Rewrite every line of the entries below as one numbered list, leaving out any blank lines.

○ ○ ○ ○

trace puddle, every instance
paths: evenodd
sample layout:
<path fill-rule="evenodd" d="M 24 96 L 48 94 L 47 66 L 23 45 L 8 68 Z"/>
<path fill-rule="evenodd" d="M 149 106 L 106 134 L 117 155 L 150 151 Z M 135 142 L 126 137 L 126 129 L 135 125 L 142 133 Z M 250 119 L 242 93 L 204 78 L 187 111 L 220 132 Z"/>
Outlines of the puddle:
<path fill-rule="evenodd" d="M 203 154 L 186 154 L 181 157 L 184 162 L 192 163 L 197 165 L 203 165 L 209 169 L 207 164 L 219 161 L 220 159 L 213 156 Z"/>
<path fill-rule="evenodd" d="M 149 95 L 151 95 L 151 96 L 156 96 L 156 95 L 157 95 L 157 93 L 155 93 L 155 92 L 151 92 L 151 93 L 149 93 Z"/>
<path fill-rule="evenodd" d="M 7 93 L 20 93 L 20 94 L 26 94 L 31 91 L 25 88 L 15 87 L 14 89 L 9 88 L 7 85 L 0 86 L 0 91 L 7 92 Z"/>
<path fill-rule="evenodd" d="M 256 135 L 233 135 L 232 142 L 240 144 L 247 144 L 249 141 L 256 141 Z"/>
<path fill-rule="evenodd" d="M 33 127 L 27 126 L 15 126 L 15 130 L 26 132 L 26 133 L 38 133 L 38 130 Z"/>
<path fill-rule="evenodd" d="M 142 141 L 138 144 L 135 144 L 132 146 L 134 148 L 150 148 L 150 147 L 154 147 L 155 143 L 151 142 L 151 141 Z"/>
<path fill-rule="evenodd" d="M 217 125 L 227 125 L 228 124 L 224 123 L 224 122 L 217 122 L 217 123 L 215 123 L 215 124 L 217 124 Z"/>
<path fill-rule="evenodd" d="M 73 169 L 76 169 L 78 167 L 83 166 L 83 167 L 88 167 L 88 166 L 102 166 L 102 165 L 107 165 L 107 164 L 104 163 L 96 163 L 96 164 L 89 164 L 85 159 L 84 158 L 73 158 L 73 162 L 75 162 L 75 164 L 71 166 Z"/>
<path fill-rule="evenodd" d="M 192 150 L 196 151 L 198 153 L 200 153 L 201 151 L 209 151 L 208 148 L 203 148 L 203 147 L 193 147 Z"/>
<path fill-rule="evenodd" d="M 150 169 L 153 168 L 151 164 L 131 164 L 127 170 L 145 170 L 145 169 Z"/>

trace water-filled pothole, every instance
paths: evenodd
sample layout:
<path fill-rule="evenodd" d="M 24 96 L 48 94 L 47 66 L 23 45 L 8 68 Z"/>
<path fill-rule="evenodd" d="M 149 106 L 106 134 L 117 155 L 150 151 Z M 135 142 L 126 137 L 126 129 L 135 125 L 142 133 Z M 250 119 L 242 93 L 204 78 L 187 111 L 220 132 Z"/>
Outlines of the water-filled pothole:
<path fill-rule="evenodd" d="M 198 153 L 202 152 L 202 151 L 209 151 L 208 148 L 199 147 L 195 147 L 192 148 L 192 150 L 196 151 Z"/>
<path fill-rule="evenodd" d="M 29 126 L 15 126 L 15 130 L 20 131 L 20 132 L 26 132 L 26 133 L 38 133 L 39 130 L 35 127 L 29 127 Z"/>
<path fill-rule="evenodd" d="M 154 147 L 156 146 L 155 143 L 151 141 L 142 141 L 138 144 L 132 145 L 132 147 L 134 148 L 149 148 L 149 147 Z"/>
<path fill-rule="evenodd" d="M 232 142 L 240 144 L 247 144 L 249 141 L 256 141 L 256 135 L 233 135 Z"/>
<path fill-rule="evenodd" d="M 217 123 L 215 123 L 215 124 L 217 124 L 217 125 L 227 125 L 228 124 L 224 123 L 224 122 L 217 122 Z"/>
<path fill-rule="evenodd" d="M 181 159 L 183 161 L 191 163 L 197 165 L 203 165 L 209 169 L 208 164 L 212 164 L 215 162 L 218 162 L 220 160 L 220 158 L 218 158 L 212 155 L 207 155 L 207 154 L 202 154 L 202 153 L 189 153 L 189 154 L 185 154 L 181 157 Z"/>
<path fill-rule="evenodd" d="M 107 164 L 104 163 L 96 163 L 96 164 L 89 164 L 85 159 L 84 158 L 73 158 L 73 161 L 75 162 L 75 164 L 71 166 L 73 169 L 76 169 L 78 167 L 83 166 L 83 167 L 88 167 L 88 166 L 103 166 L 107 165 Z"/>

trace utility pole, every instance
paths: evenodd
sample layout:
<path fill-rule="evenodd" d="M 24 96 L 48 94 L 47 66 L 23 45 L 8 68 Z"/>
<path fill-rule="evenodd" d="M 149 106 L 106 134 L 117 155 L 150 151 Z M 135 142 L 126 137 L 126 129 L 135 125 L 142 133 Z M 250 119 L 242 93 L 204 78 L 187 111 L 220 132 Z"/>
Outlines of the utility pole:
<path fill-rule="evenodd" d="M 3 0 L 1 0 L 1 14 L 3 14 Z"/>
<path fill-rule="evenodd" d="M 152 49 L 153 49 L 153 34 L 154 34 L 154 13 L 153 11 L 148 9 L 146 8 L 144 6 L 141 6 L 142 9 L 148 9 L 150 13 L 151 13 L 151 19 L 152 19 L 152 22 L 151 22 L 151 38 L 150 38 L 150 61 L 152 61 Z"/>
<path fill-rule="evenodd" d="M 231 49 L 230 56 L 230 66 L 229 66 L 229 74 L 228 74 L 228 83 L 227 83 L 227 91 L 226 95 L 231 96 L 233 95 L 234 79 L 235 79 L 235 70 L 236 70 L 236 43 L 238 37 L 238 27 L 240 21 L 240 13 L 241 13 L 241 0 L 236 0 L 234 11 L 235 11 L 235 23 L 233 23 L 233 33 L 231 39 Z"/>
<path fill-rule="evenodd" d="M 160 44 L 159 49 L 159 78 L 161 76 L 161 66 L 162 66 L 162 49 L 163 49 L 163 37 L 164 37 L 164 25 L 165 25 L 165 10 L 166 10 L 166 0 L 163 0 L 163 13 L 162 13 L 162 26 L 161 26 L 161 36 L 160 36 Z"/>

○ ○ ○ ○

§ CORRECT ANSWER
1. trace puddle, every instance
2. paths: evenodd
3. sample layout:
4. <path fill-rule="evenodd" d="M 24 96 L 48 94 L 47 66 L 23 45 L 8 68 Z"/>
5. <path fill-rule="evenodd" d="M 149 106 L 106 134 L 117 155 L 150 151 Z M 135 142 L 126 137 L 126 129 L 135 125 L 142 133 Z M 250 119 L 242 93 L 204 78 L 187 111 L 220 132 Z"/>
6. Outlines of the puddle:
7. <path fill-rule="evenodd" d="M 203 154 L 186 154 L 181 157 L 184 162 L 192 163 L 197 165 L 203 165 L 209 169 L 207 164 L 219 161 L 220 159 L 213 156 Z"/>
8. <path fill-rule="evenodd" d="M 149 95 L 151 95 L 151 96 L 156 96 L 156 95 L 157 95 L 157 93 L 155 93 L 155 92 L 151 92 L 151 93 L 149 93 Z"/>
9. <path fill-rule="evenodd" d="M 7 93 L 20 93 L 20 94 L 26 94 L 31 91 L 25 88 L 15 87 L 14 89 L 9 88 L 7 85 L 0 86 L 0 91 L 7 92 Z"/>
10. <path fill-rule="evenodd" d="M 256 135 L 233 135 L 232 142 L 240 144 L 247 144 L 249 141 L 256 141 Z"/>
11. <path fill-rule="evenodd" d="M 33 127 L 27 126 L 15 126 L 15 130 L 26 132 L 26 133 L 38 133 L 38 130 Z"/>
12. <path fill-rule="evenodd" d="M 142 141 L 138 144 L 135 144 L 132 146 L 134 148 L 150 148 L 150 147 L 154 147 L 155 143 L 151 142 L 151 141 Z"/>
13. <path fill-rule="evenodd" d="M 217 125 L 227 125 L 228 124 L 224 123 L 224 122 L 217 122 L 217 123 L 215 123 L 215 124 L 217 124 Z"/>
14. <path fill-rule="evenodd" d="M 73 169 L 76 169 L 78 167 L 83 166 L 83 167 L 88 167 L 88 166 L 102 166 L 102 165 L 107 165 L 107 164 L 104 163 L 96 163 L 96 164 L 89 164 L 85 159 L 84 158 L 73 158 L 73 162 L 75 162 L 75 164 L 71 166 Z"/>
15. <path fill-rule="evenodd" d="M 192 150 L 196 151 L 198 153 L 200 153 L 201 151 L 209 151 L 208 148 L 203 148 L 203 147 L 193 147 Z"/>
16. <path fill-rule="evenodd" d="M 150 169 L 153 168 L 151 164 L 131 164 L 127 170 L 145 170 L 145 169 Z"/>
17. trace water-filled pothole, every instance
18. paths: evenodd
19. sample layout:
20. <path fill-rule="evenodd" d="M 24 96 L 48 94 L 47 66 L 23 45 L 8 68 Z"/>
21. <path fill-rule="evenodd" d="M 149 106 L 106 134 L 117 155 L 150 151 Z M 135 142 L 126 137 L 126 129 L 135 125 L 142 133 Z M 250 119 L 242 93 L 204 78 L 187 111 L 220 132 Z"/>
22. Outlines of the water-filled pothole:
23. <path fill-rule="evenodd" d="M 198 153 L 202 152 L 202 151 L 209 151 L 208 148 L 199 147 L 195 147 L 192 148 L 192 150 L 196 151 Z"/>
24. <path fill-rule="evenodd" d="M 29 126 L 15 126 L 15 130 L 20 131 L 20 132 L 26 132 L 26 133 L 38 133 L 39 130 L 35 127 L 29 127 Z"/>
25. <path fill-rule="evenodd" d="M 154 147 L 156 146 L 155 143 L 151 141 L 142 141 L 138 144 L 132 145 L 132 147 L 134 148 L 149 148 L 149 147 Z"/>
26. <path fill-rule="evenodd" d="M 232 142 L 240 144 L 247 144 L 249 141 L 256 141 L 256 135 L 233 135 Z"/>
27. <path fill-rule="evenodd" d="M 217 123 L 215 123 L 215 124 L 217 124 L 217 125 L 227 125 L 228 124 L 224 123 L 224 122 L 217 122 Z"/>
28. <path fill-rule="evenodd" d="M 181 159 L 183 161 L 191 163 L 197 165 L 203 165 L 209 169 L 208 164 L 212 164 L 215 162 L 218 162 L 220 160 L 220 158 L 218 158 L 212 155 L 207 155 L 207 154 L 202 154 L 202 153 L 189 153 L 189 154 L 185 154 L 181 157 Z"/>
29. <path fill-rule="evenodd" d="M 107 164 L 104 163 L 96 163 L 96 164 L 89 164 L 85 159 L 84 158 L 73 158 L 73 161 L 75 162 L 75 164 L 71 166 L 73 169 L 76 169 L 78 167 L 83 166 L 83 167 L 88 167 L 88 166 L 103 166 L 107 165 Z"/>
30. trace utility pole, every instance
31. paths: evenodd
32. sample layout:
33. <path fill-rule="evenodd" d="M 24 96 L 48 94 L 47 66 L 23 45 L 8 68 Z"/>
34. <path fill-rule="evenodd" d="M 149 106 L 106 134 L 117 155 L 150 151 Z M 135 142 L 126 137 L 126 129 L 135 125 L 142 133 Z M 250 119 L 242 93 L 204 78 L 187 111 L 220 132 Z"/>
35. Outlines of the utility pole:
36. <path fill-rule="evenodd" d="M 3 0 L 1 0 L 1 14 L 3 14 Z"/>
37. <path fill-rule="evenodd" d="M 152 49 L 153 49 L 153 34 L 154 34 L 154 13 L 153 11 L 148 9 L 146 8 L 144 6 L 141 6 L 142 9 L 148 9 L 150 13 L 151 13 L 151 19 L 152 19 L 152 22 L 151 22 L 151 38 L 150 38 L 150 61 L 152 61 Z"/>
38. <path fill-rule="evenodd" d="M 231 49 L 230 56 L 230 66 L 229 66 L 229 74 L 228 74 L 228 83 L 227 83 L 227 91 L 226 95 L 231 96 L 233 95 L 234 79 L 235 79 L 235 70 L 236 70 L 236 43 L 238 37 L 238 27 L 240 21 L 240 13 L 241 13 L 241 0 L 236 0 L 234 11 L 235 11 L 235 23 L 233 23 L 233 33 L 231 39 Z"/>
39. <path fill-rule="evenodd" d="M 160 44 L 159 49 L 159 78 L 161 76 L 161 66 L 162 66 L 162 49 L 163 49 L 163 37 L 164 37 L 164 25 L 165 25 L 165 10 L 166 10 L 166 0 L 163 0 L 163 13 L 162 13 L 162 26 L 161 26 L 161 36 L 160 36 Z"/>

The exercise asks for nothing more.